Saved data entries
:::

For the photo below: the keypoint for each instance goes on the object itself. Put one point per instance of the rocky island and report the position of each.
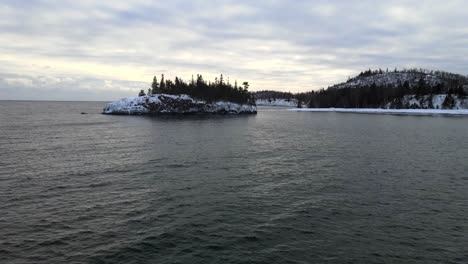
(178, 97)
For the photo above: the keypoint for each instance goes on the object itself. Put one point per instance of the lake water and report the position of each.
(278, 187)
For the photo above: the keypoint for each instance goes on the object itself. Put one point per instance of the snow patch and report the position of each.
(276, 102)
(385, 111)
(178, 104)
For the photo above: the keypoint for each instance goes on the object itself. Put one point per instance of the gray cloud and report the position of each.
(75, 49)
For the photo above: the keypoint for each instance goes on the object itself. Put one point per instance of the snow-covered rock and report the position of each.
(385, 111)
(277, 102)
(174, 104)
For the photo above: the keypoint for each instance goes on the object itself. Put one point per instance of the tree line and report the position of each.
(199, 88)
(375, 96)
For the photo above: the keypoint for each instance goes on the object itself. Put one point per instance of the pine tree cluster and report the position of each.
(375, 96)
(198, 88)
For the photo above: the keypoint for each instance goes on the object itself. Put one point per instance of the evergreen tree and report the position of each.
(162, 85)
(154, 85)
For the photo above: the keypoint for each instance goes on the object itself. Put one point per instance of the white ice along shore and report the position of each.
(276, 102)
(174, 104)
(386, 111)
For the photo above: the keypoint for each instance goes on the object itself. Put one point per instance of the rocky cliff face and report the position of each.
(174, 104)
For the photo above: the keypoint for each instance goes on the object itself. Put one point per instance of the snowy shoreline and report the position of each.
(174, 104)
(458, 112)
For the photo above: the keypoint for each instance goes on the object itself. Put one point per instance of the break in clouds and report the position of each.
(105, 50)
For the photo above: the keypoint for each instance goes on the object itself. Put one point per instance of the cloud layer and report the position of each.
(104, 50)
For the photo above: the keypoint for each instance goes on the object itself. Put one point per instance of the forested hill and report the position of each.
(414, 88)
(199, 88)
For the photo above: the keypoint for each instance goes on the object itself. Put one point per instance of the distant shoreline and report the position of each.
(455, 112)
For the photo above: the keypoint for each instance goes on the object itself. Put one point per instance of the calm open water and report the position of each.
(278, 187)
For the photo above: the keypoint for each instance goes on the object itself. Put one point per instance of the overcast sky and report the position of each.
(106, 50)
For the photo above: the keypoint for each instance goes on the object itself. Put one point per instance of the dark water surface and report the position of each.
(279, 187)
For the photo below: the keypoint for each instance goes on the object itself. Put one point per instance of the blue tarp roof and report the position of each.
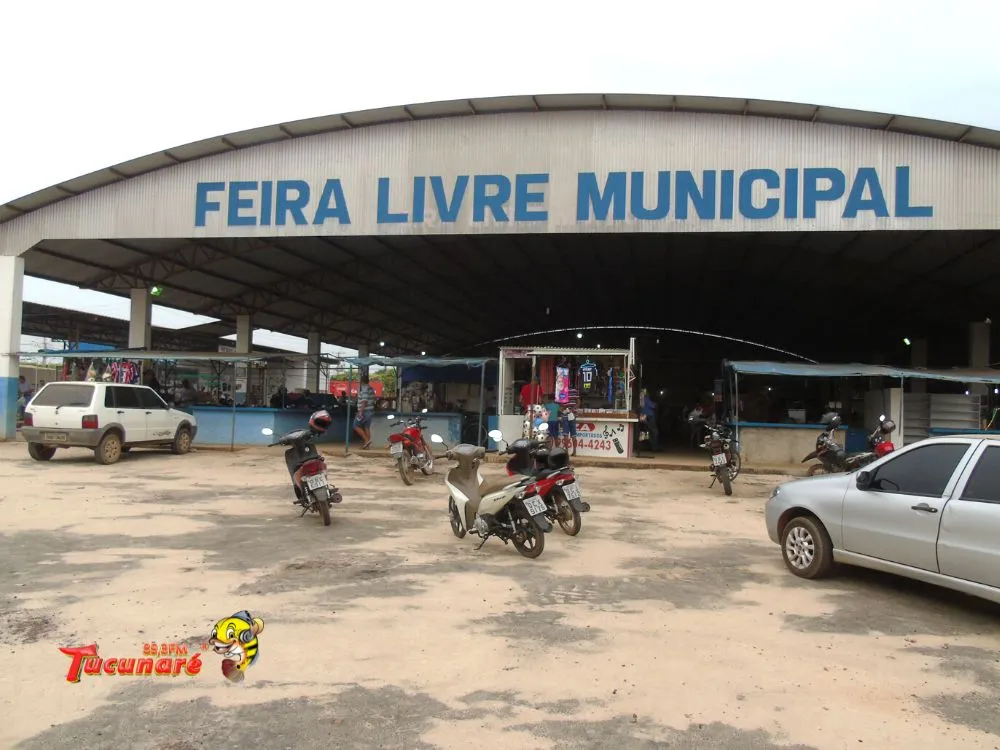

:::

**Task to carry out:**
If a record holds a picture, drop the picture and return the rest of it exactly.

**Response for this exercise:**
For the photo below: the keypoint for each instance goes on the object itself. Put one point per instance of the rocky island and report the position of each.
(178, 97)
For the photo above: the keypoint for each instance goes on the object itself. Put one point per instance of the lake water and report the position of each.
(278, 187)
For the photo above: the keypoint for each instance goes on the object itself. Put one point per instance of the snow patch and report the position of each.
(276, 102)
(385, 111)
(178, 104)
For the photo above: the keypoint for each instance goes on the object itself. Put one point per instance of the gray cloud and report the position of each.
(75, 49)
For the photo above: the keypoint for each instance goes on the object itself. Put one point per instance of the snow-covered rock and report the position of each.
(385, 111)
(277, 102)
(174, 104)
For the photo above: the keypoint for each instance goes on the object itself. Put one point per instance of the tree line and report the position of each.
(199, 88)
(375, 96)
For the photo above: the keypoint for each instance goes on the object itself. Put one point per instance of the pine tree cluster and report the position of each.
(375, 96)
(198, 88)
For the photo above: the keypoint for each instance goes on the object itself. Put one point per instance of the evergreen tree and report the position of each.
(162, 85)
(154, 85)
For the photo above: the keypoint for each instance goes on the object itself. Put one point per instance of the white ice along shore and report the position of each.
(276, 102)
(174, 104)
(386, 111)
For the photo above: the keypoint for each instance goes on the object itself. Put one point per instance of the rocky cliff face and report the position of each.
(174, 104)
For the photo above: the keypoint for each instance goes on the object itself. Put one point per instance of the snowy shoreline and report the position of each.
(174, 104)
(458, 112)
For the photo above: the keypoint for each instance goes on the object itself. Put one point per instance of the break in clouds and report the position of each.
(105, 50)
For the photo above: the keypoint for each instance goes on the object itself. Put one point per instance of the cloud layer and report the position of each.
(104, 50)
For the photo above: the keypoint for each instance goes on the object itself. Put one point per instance of the forested hill and report the position of each.
(414, 88)
(199, 88)
For the photo above: the keypoint for each instance goes on the object itself. Put one point per instance of the distant shoreline and report the position of each.
(455, 112)
For the photo above: the keypoint for each instance goes on the object itself. Put one point per instance of the calm open water and report the position of each.
(278, 187)
For the photo above: the keypoint for each instance goes on the object itself. Put one point per instance of the overcast sky and report the position of each.
(106, 50)
For the photo above: the keypoint for each instance goes on the object itself. Put one point per instance of the dark water surface and report the position of each.
(279, 187)
For the photo below: the keypoint for each instance goes on the object itself. Put one point per instance of the blue tarp roof and report the position of each.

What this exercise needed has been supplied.